--- Provided passage ---

# FUSED Framework: Model Serving Example

This notebook demonstrates how to export and serve models created with the FUSED framework for deployment in production environments.

## Setup

First, let's import the necessary libraries:

In [None]:
import torch
import torch.nn as nn
import numpy as np
import json
import os
import requests
from torch.utils.data import TensorDataset, DataLoader

# Import FUSED utilities
from fused.utils.serving import ModelExporter, ModelServer, load_model
from fused.models import SequentialEncoder

# Set random seed for reproducibility
torch.manual_seed(42)
np.random.seed(42)

## Create a Simple Model

Let's create a simple FUSED model for time series classification that we'll export:

In [None]:
class TimeSeriesClassifier(nn.Module):
    """A simple time series classifier model."""
    
    def __init__(self, input_dim=5, hidden_dim=32, num_classes=2):
        super().__init__()
        
        self.config = {
            "input_dim": input_dim,
            "hidden_dim": hidden_dim,
            "num_classes": num_classes
        }
        
        self.encoder = SequentialEncoder(
            input_dim=input_dim,
            hidden_dim=hidden_dim,
            output_dim=hidden_dim,
            bidirectional=True,
            encoder_type="lstm"
        )
        
        self.classifier = nn.Linear(hidden_dim, num_classes)
        
    def forward(self, x):
        # Handle both tensor and dictionary inputs
        if isinstance(x, dict):
            if "features" in x:
                x = x["features"]
            else:
                x = next(iter(x.values()))
                
        # Encode sequence
        encoded = self.encoder(x)
        
        # Classify
        logits = self.classifier(encoded)
        
        # Return dictionary output
        return {"logits": logits, "embeddings": encoded}
    
    def predict(self, x):
        """Convenience method for getting predictions."""
        self.eval()
        with torch.no_grad():
            outputs = self(x)
            probs = torch.softmax(outputs["logits"], dim=1)
            preds = torch.argmax(probs, dim=1)
        return {"class": preds, "probabilities": probs}

## Generate Synthetic Data

Let's create some synthetic time series data for our example:

In [None]:
def generate_synthetic_data(n_samples=100, seq_length=20, input_dim=5):
    """Generate synthetic time series data."""
    # Generate random sequences
    X = torch.randn(n_samples, seq_length, input_dim)
    
    # Add a pattern where the first feature determines the class
    pattern = torch.sin(torch.linspace(0, 4*np.pi, seq_length)).unsqueeze(0).unsqueeze(-1)
    
    # Class 0: sinusoidal pattern
    # Class 1: negative sinusoidal pattern
    labels = torch.randint(0, 2, (n_samples,))
    for i, label in enumerate(labels):
        if label == 0:
            X[i, :, 0:1] += pattern
        else:
            X[i, :, 0:1] -= pattern
    
    return X, labels

# Generate data
X, y = generate_synthetic_data(n_samples=100, seq_length=20, input_dim=5)
print(f"X shape: {X.shape}, y shape: {y.shape}")

# Split into train and test sets
train_size = 80
X_train, X_test = X[:train_size], X[train_size:]
y_train, y_test = y[:train_size], y[train_size:]

# Create datasets
train_dataset = TensorDataset(X_train, y_train)

---

## [Exercise requirements]
• 1. Rewrite the paragraph of the FUSED model-serving notebook that begins "This notebook demonstrates" in a shorter form, keeping its main facts.
• 2. In the FUSED model-serving notebook, what encoder type does TimeSeriesClassifier pass to SequentialEncoder?
• 3. Continue the FUSED model-serving notebook from the point where it stops.
The entries that come next have no connection to the FUSED model-serving notebook.

--- Supplied material ---

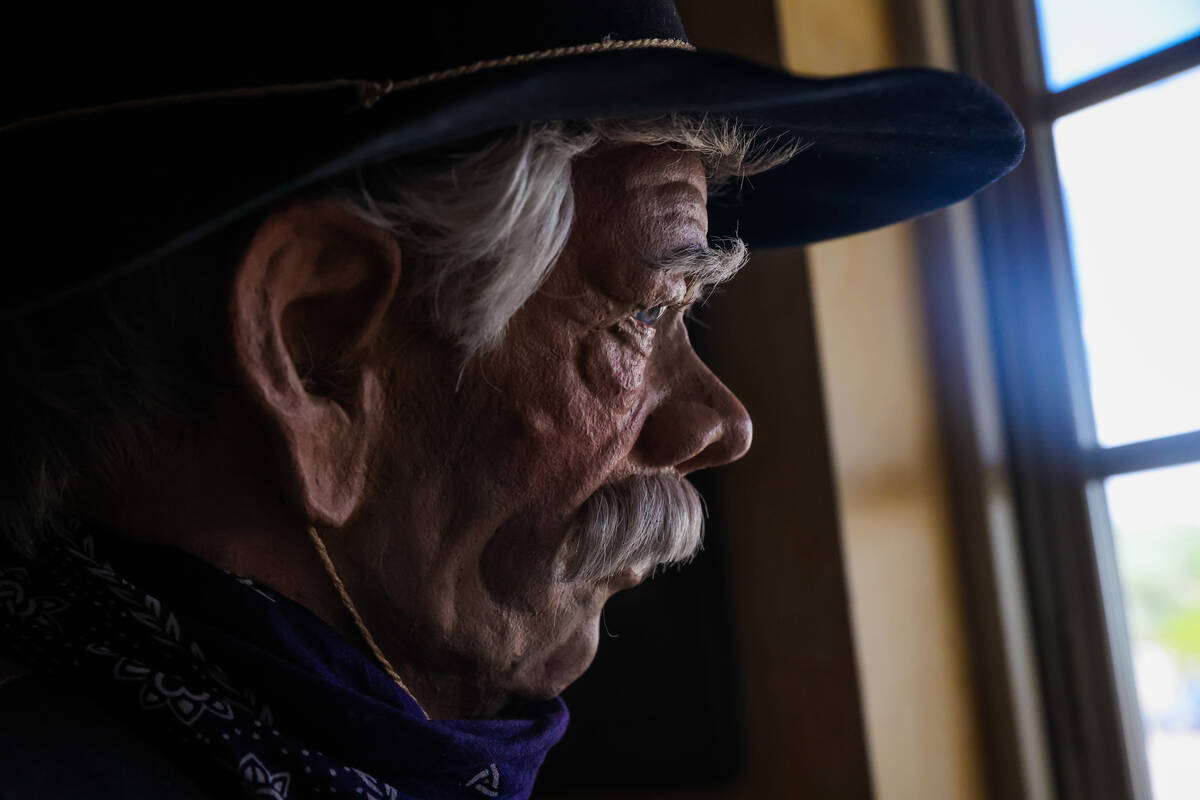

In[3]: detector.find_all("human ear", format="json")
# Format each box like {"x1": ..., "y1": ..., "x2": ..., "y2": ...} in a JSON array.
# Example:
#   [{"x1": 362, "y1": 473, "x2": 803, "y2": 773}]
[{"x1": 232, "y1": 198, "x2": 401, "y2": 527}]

---
--- Supplied material ---

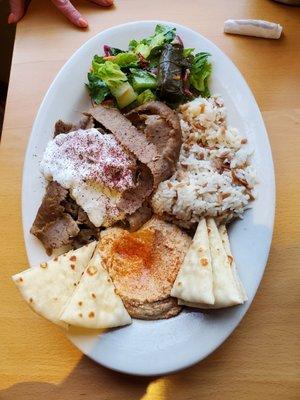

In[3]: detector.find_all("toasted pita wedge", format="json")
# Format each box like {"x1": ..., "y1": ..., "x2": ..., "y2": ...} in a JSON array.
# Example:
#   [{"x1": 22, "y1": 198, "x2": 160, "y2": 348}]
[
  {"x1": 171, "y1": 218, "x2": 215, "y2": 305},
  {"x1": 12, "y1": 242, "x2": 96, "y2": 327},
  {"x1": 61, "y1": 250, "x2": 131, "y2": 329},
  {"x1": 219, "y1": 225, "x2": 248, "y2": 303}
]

---

## [Expected responses]
• 1. It shows how to export and serve FUSED framework models for production deployment.

• 2. It passes the encoder type "lstm".

• 3.
test_dataset = TensorDataset(X_test, y_test)

# Create data loaders
train_loader = DataLoader(train_dataset, batch_size=16, shuffle=True)
test_loader = DataLoader(test_dataset, batch_size=16)

## Train the Model

Let's quickly train our model on the synthetic data:

In [None]:
# Create model
model = TimeSeriesClassifier(input_dim=X.shape[2], hidden_dim=32, num_classes=2)

# Setup training
criterion = nn.CrossEntropyLoss()
optimizer = torch.optim.Adam(model.parameters(), lr=0.001)

# Training loop
def train(model, train_loader, criterion, optimizer, num_epochs=10):
    model.train()
    for epoch in range(num_epochs):
        epoch_loss = 0.0
        correct = 0
        total = 0
        
        for inputs, labels in train_loader:
            # Forward pass
            optimizer.zero_grad()
            outputs = model(inputs)
            loss = criterion(outputs["logits"], labels)
            
            # Backward pass
            loss.backward()
            optimizer.step()
            
            # Track metrics
            epoch_loss += loss.item() * inputs.size(0)
            _, predicted = torch.max(outputs["logits"], 1)
            total += labels.size(0)
            correct += (predicted == labels).sum().item()
        
        # Print epoch metrics
        epoch_loss /= len(train_loader.dataset)
        accuracy = correct / total
        print(f"Epoch {epoch+1}/{num_epochs} - Loss: {epoch_loss:.4f} - Accuracy: {accuracy:.4f}")
    
    return model

# Train the model
model = train(model, train_loader, criterion, optimizer, num_epochs=5)

# Evaluate on test set
def evaluate(model, test_loader):
    model.eval()
    correct = 0
    total = 0
    
    with torch.no_grad():
        for inputs, labels in test_loader:
            outputs = model(inputs)
            _, predicted = torch.max(outputs["logits"], 1)
            total += labels.size(0)
            correct += (predicted == labels).sum().item()
    
    accuracy = correct / total
    print(f"Test Accuracy: {accuracy:.4f}")
    return accuracy

# Evaluate the model
test_accuracy = evaluate(model, test_loader)

## Export the Model

Now, let's use the `ModelExporter` to save our model in different formats:

In [None]:
# Create export directory
export_dir = "./exported_models"
os.makedirs(export_dir, exist_ok=True)

# Create model exporter
exporter = ModelExporter(model, save_dir=export_dir)

# Export in PyTorch format
pt_path = exporter.export_pytorch(filename="time_series_classifier.pt")
print(f"PyTorch model exported to: {pt_path}")

# Export model configuration
config_path = exporter.export_config(filename="model_config.json")
print(f"Model configuration exported to: {config_path}")

# Example inputs for TorchScript export
example_batch = next(iter(test_loader))[0]

# Export in TorchScript format
try:
    script_path = exporter.export_torchscript(
        filename="time_series_classifier_script.pt",
        example_inputs=example_batch,
        method="trace"
    )
    print(f"TorchScript model exported to: {script_path}")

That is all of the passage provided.